#### The exercise:
Reproduce the entries below from the beginning through the line that contains "pixel 344 535", substituting "Sample points" for every "Format example" and keeping everything else the same. Leave the pictures out of your answer.

:: Supplied material

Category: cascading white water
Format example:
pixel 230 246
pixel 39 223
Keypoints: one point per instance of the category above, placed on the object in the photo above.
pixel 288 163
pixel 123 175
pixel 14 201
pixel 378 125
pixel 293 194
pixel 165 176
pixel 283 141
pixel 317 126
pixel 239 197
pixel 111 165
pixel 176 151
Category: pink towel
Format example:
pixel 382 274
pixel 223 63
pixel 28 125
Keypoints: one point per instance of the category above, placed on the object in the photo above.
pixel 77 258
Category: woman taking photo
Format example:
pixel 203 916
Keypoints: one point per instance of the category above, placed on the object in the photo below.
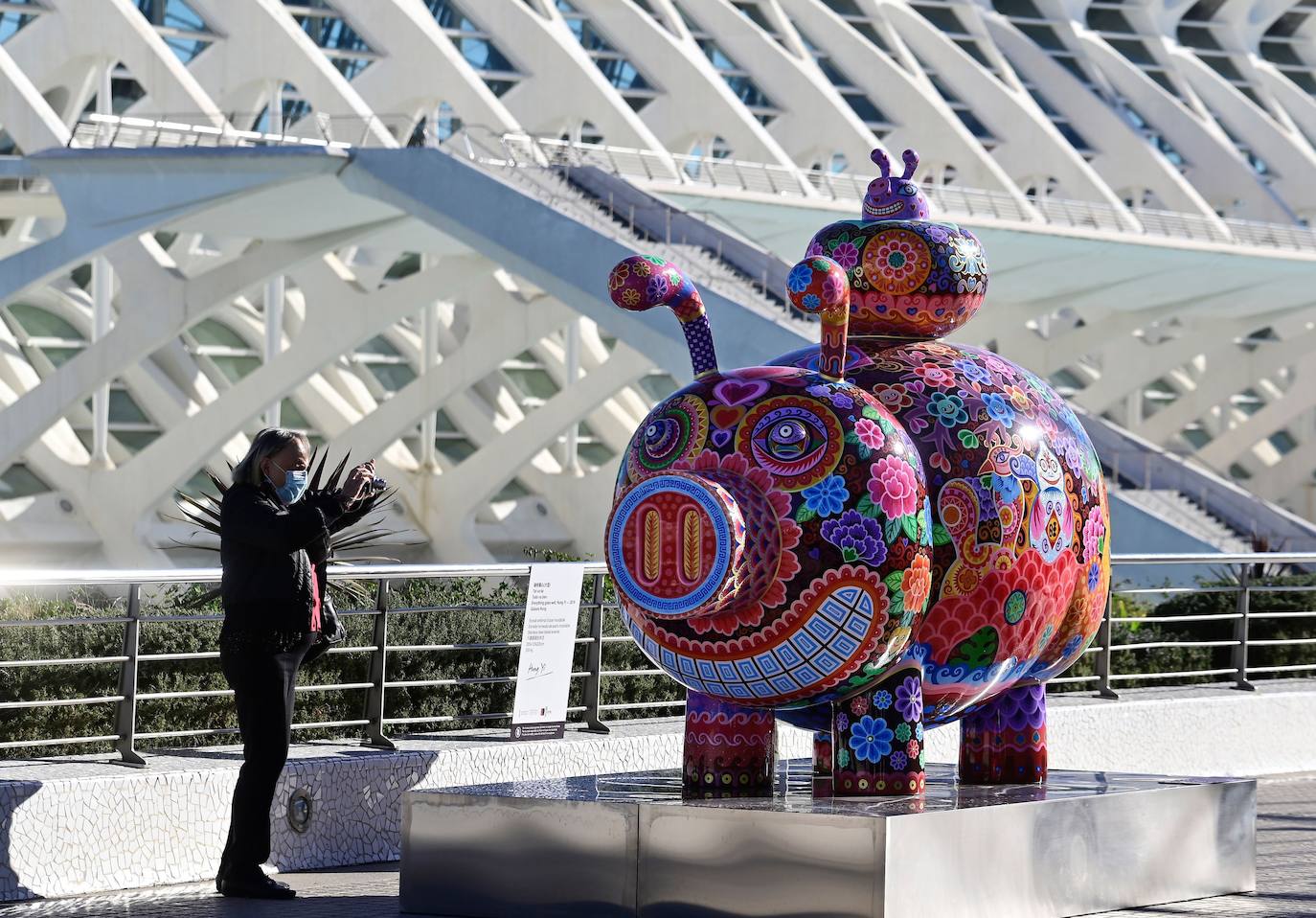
pixel 274 547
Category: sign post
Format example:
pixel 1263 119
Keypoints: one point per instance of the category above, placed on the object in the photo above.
pixel 548 642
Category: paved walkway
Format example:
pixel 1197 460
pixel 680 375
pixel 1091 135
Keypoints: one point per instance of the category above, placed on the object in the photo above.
pixel 1286 882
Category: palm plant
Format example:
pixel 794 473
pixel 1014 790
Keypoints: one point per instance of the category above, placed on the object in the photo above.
pixel 344 535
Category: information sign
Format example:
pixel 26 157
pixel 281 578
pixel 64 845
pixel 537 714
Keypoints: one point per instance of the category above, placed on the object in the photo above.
pixel 548 642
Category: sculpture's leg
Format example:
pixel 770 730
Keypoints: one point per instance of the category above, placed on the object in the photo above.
pixel 878 748
pixel 728 749
pixel 1005 742
pixel 823 755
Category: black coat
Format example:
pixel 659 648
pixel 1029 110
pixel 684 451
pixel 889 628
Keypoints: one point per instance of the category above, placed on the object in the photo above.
pixel 266 548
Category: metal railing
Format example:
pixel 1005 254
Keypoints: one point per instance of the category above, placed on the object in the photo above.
pixel 950 200
pixel 1116 636
pixel 693 172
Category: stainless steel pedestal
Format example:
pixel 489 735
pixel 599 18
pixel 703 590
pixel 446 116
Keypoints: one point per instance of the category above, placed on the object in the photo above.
pixel 626 844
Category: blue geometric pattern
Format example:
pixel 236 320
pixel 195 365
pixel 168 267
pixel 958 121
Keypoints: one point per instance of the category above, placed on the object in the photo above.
pixel 829 636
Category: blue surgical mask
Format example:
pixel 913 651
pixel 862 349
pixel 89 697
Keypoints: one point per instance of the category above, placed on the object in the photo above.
pixel 294 485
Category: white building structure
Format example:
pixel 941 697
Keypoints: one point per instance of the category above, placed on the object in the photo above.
pixel 1141 172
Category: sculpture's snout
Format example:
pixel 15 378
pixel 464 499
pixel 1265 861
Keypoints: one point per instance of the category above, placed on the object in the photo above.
pixel 687 545
pixel 674 541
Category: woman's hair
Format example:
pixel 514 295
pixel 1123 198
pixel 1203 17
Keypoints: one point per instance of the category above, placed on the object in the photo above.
pixel 266 444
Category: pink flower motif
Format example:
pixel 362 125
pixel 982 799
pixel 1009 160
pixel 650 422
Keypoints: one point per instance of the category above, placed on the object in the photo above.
pixel 1093 532
pixel 870 433
pixel 832 290
pixel 1017 396
pixel 936 376
pixel 847 256
pixel 894 486
pixel 894 396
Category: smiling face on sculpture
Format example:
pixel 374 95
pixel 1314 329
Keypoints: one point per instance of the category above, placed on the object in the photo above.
pixel 869 537
pixel 1020 563
pixel 770 537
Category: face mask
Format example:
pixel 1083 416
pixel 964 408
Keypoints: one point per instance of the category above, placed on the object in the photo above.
pixel 294 485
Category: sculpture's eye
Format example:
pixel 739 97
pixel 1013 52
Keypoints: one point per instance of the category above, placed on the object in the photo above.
pixel 792 440
pixel 798 440
pixel 674 431
pixel 662 438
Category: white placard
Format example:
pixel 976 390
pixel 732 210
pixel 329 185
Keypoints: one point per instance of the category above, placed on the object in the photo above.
pixel 548 642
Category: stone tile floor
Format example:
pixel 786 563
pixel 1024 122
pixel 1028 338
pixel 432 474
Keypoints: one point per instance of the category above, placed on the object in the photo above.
pixel 1286 882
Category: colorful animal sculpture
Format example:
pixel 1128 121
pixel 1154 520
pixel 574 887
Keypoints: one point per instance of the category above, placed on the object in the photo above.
pixel 866 539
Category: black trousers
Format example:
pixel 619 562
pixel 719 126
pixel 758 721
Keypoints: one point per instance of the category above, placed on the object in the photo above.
pixel 262 679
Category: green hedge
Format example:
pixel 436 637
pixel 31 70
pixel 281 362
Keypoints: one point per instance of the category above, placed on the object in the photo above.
pixel 489 612
pixel 1216 595
pixel 485 618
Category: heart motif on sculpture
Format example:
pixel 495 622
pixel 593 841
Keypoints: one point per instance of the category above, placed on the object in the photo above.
pixel 724 415
pixel 738 391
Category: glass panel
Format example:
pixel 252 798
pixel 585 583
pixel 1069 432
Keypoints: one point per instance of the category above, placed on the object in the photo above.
pixel 1026 8
pixel 595 453
pixel 211 333
pixel 18 481
pixel 42 324
pixel 482 55
pixel 124 408
pixel 1133 50
pixel 454 449
pixel 1108 20
pixel 236 368
pixel 942 17
pixel 393 376
pixel 535 383
pixel 136 442
pixel 513 490
pixel 1045 35
pixel 59 356
pixel 378 345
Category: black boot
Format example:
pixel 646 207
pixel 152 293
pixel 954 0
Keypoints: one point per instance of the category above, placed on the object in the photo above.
pixel 253 884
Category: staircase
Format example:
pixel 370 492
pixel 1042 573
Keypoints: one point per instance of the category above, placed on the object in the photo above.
pixel 1185 516
pixel 749 275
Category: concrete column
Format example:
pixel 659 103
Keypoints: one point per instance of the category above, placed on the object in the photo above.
pixel 102 294
pixel 274 287
pixel 428 358
pixel 1133 408
pixel 570 457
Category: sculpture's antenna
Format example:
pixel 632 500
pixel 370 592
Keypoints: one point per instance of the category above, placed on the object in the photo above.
pixel 896 197
pixel 643 282
pixel 820 286
pixel 911 159
pixel 879 157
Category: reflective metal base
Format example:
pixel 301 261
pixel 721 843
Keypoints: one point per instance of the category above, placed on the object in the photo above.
pixel 626 844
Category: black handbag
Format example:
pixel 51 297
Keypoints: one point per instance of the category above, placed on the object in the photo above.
pixel 330 633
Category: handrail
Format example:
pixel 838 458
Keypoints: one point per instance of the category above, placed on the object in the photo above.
pixel 655 166
pixel 376 721
pixel 952 200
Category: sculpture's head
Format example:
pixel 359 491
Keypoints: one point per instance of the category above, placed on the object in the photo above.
pixel 896 197
pixel 911 278
pixel 770 537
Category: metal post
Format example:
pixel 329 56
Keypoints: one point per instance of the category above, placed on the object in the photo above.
pixel 1239 654
pixel 570 448
pixel 375 695
pixel 125 709
pixel 428 359
pixel 1103 664
pixel 595 661
pixel 102 294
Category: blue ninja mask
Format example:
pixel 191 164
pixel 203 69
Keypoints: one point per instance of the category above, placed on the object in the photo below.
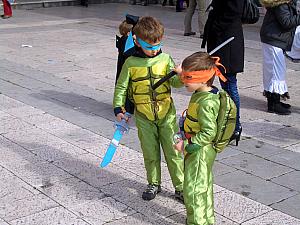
pixel 148 46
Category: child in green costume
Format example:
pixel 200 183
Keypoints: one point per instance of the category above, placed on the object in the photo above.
pixel 200 127
pixel 155 113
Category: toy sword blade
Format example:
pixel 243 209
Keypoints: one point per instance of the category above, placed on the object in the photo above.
pixel 112 148
pixel 172 73
pixel 122 127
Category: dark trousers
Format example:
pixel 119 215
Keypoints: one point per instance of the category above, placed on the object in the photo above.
pixel 230 86
pixel 7 8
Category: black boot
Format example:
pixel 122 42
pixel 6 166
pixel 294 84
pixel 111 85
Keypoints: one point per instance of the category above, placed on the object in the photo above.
pixel 144 3
pixel 274 104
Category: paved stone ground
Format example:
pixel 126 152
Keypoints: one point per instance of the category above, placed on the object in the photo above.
pixel 56 122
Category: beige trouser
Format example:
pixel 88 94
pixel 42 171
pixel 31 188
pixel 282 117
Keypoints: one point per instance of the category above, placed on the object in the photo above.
pixel 202 15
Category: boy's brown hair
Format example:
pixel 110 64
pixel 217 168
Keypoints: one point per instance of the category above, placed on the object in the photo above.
pixel 199 61
pixel 125 28
pixel 149 29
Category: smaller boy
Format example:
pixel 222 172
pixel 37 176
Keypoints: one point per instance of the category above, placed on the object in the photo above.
pixel 155 114
pixel 200 127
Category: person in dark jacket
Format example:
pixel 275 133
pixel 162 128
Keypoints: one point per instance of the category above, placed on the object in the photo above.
pixel 224 21
pixel 277 36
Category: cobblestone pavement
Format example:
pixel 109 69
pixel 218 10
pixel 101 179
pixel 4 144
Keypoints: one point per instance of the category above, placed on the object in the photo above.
pixel 56 122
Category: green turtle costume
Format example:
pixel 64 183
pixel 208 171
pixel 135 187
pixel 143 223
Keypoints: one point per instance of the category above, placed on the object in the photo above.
pixel 155 113
pixel 201 125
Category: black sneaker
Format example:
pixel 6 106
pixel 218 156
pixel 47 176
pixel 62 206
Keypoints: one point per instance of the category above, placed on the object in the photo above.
pixel 151 191
pixel 179 196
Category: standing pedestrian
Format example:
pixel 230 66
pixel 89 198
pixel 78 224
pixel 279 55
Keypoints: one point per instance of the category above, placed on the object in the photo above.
pixel 277 35
pixel 202 17
pixel 224 21
pixel 7 9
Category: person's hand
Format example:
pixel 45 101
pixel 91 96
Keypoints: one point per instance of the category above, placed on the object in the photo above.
pixel 179 146
pixel 178 69
pixel 120 116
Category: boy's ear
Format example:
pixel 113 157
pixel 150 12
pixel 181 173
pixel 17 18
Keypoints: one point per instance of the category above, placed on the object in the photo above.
pixel 135 41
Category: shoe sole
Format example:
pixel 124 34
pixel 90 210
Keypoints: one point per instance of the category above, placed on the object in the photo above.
pixel 148 199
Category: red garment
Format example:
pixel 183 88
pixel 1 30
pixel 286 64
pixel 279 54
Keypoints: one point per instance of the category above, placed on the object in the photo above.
pixel 7 8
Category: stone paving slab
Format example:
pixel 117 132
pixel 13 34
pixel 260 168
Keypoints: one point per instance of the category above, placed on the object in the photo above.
pixel 283 137
pixel 161 207
pixel 258 148
pixel 134 219
pixel 256 166
pixel 221 169
pixel 290 206
pixel 239 208
pixel 273 217
pixel 289 180
pixel 2 222
pixel 254 188
pixel 71 192
pixel 19 208
pixel 102 211
pixel 53 216
pixel 12 188
pixel 291 159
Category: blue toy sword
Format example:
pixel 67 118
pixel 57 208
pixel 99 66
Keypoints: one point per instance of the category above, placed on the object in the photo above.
pixel 121 128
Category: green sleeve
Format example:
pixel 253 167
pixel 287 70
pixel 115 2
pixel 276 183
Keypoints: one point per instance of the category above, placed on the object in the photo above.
pixel 207 117
pixel 121 87
pixel 175 80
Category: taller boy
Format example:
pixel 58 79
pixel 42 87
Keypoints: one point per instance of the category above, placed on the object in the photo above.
pixel 155 114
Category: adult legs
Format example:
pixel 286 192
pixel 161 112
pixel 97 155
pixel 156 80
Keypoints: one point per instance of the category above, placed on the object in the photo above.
pixel 188 16
pixel 230 86
pixel 274 70
pixel 7 9
pixel 294 54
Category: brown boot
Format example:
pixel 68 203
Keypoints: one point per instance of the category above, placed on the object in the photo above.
pixel 274 104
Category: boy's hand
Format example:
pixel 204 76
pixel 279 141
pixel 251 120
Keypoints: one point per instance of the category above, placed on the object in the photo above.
pixel 120 116
pixel 178 69
pixel 179 146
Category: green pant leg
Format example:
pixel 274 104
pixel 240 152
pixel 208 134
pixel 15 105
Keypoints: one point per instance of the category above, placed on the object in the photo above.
pixel 210 200
pixel 148 135
pixel 167 128
pixel 197 183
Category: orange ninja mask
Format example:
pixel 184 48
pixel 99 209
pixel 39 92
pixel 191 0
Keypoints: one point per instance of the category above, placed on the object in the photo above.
pixel 202 76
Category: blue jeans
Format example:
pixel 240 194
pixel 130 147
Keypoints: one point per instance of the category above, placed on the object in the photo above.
pixel 230 86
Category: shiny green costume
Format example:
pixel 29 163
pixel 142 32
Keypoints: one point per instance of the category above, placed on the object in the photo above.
pixel 201 123
pixel 154 113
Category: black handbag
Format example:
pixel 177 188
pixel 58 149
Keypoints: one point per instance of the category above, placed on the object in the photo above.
pixel 250 12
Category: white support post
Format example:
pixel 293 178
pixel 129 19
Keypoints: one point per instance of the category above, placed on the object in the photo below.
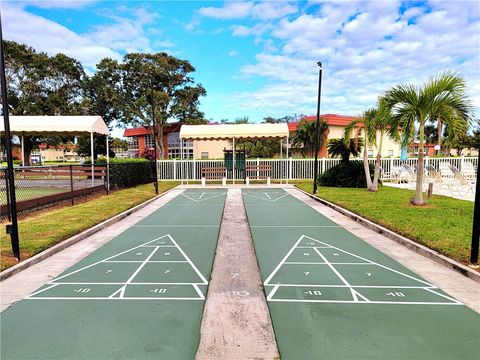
pixel 23 149
pixel 91 159
pixel 108 165
pixel 233 156
pixel 181 160
pixel 281 161
pixel 288 163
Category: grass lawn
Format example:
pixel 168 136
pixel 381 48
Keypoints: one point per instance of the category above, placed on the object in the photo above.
pixel 444 225
pixel 40 232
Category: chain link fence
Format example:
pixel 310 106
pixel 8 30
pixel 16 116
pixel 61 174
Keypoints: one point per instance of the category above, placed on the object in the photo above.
pixel 40 187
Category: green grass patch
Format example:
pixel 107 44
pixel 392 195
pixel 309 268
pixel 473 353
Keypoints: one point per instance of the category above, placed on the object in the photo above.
pixel 40 232
pixel 444 224
pixel 32 193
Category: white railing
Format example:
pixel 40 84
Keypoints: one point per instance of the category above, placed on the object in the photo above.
pixel 295 169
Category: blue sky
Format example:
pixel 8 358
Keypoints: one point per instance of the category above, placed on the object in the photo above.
pixel 258 58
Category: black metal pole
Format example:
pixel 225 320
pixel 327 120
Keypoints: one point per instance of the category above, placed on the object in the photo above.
pixel 317 129
pixel 476 219
pixel 154 146
pixel 12 228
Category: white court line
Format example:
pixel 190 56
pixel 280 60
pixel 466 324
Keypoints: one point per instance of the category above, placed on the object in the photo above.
pixel 113 299
pixel 40 291
pixel 365 302
pixel 122 292
pixel 444 296
pixel 353 292
pixel 182 225
pixel 211 197
pixel 281 262
pixel 205 282
pixel 371 262
pixel 274 290
pixel 355 286
pixel 197 289
pixel 296 226
pixel 261 198
pixel 104 260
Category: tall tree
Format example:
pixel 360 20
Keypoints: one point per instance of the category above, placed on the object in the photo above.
pixel 304 138
pixel 442 96
pixel 39 84
pixel 377 124
pixel 149 90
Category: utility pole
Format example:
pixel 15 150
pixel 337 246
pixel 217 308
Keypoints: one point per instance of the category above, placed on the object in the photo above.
pixel 317 130
pixel 12 228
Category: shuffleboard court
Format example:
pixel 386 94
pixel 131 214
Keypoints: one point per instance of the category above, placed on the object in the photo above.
pixel 139 296
pixel 333 296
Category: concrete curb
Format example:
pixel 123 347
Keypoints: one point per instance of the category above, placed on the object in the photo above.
pixel 412 245
pixel 74 239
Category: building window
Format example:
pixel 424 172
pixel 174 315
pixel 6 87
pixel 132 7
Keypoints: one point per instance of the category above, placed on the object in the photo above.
pixel 132 143
pixel 174 147
pixel 149 142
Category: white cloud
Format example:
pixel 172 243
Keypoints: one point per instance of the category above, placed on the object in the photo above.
pixel 266 10
pixel 231 10
pixel 366 47
pixel 113 40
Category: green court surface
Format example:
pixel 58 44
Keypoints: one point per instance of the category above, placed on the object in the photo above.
pixel 140 296
pixel 333 296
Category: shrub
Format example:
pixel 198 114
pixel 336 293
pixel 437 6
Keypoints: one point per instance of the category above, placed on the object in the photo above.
pixel 125 173
pixel 349 174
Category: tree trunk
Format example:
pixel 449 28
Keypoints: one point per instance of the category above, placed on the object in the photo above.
pixel 366 167
pixel 376 174
pixel 161 152
pixel 418 199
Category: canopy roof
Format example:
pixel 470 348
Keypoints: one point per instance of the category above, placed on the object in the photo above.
pixel 72 125
pixel 229 131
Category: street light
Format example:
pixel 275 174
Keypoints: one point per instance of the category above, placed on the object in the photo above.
pixel 317 129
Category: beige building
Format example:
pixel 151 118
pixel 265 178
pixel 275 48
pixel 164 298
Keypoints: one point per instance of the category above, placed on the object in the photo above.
pixel 210 149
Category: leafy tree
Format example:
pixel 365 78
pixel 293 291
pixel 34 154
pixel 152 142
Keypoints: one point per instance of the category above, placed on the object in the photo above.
pixel 39 84
pixel 442 96
pixel 149 90
pixel 376 122
pixel 304 138
pixel 345 149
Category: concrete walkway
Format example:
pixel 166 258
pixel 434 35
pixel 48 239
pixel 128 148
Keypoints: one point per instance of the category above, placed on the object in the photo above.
pixel 236 323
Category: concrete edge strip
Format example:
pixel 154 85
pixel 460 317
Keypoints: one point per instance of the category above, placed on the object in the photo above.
pixel 412 245
pixel 75 238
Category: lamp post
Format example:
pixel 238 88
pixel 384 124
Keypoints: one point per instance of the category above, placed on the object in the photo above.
pixel 12 228
pixel 154 145
pixel 317 129
pixel 476 219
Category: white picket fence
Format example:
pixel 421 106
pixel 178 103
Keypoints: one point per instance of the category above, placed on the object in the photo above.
pixel 294 169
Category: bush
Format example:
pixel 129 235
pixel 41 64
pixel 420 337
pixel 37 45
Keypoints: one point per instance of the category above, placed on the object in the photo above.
pixel 349 174
pixel 126 173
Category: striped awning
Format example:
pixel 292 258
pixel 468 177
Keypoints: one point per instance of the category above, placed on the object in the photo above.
pixel 230 131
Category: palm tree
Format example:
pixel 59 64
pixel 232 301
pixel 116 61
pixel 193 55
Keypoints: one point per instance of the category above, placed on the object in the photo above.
pixel 343 149
pixel 304 138
pixel 443 96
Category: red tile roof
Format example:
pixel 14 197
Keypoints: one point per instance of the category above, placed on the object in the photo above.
pixel 142 131
pixel 330 119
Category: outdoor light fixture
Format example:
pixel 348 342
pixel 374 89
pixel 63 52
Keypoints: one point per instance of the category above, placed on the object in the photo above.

::::

#### Worked solution:
Category: cascading white water
Sample points:
pixel 230 246
pixel 39 223
Keypoints: one point per instance of the category above, placed on the object in the photo above.
pixel 288 163
pixel 123 175
pixel 14 201
pixel 378 125
pixel 293 194
pixel 165 176
pixel 283 141
pixel 317 126
pixel 239 197
pixel 111 165
pixel 176 151
Category: pink towel
Sample points:
pixel 382 274
pixel 223 63
pixel 28 125
Keypoints: one point per instance of the category above, placed on the object in the photo above.
pixel 77 258
Category: woman taking photo
Sample points:
pixel 203 916
Keypoints: one point per instance of the category above, placed on the object in the photo below.
pixel 274 547
Category: sign post
Sample points:
pixel 1263 119
Keypoints: one point per instance of the category above, placed on the object in the photo above.
pixel 548 642
Category: paved walkway
Sample points:
pixel 1197 460
pixel 680 375
pixel 1091 135
Keypoints: one point per instance of the category above, placed on the object in the photo above.
pixel 1286 882
Category: palm plant
Sample points:
pixel 794 473
pixel 1014 790
Keypoints: one point per instance of the category above, placed on the object in the photo above.
pixel 344 535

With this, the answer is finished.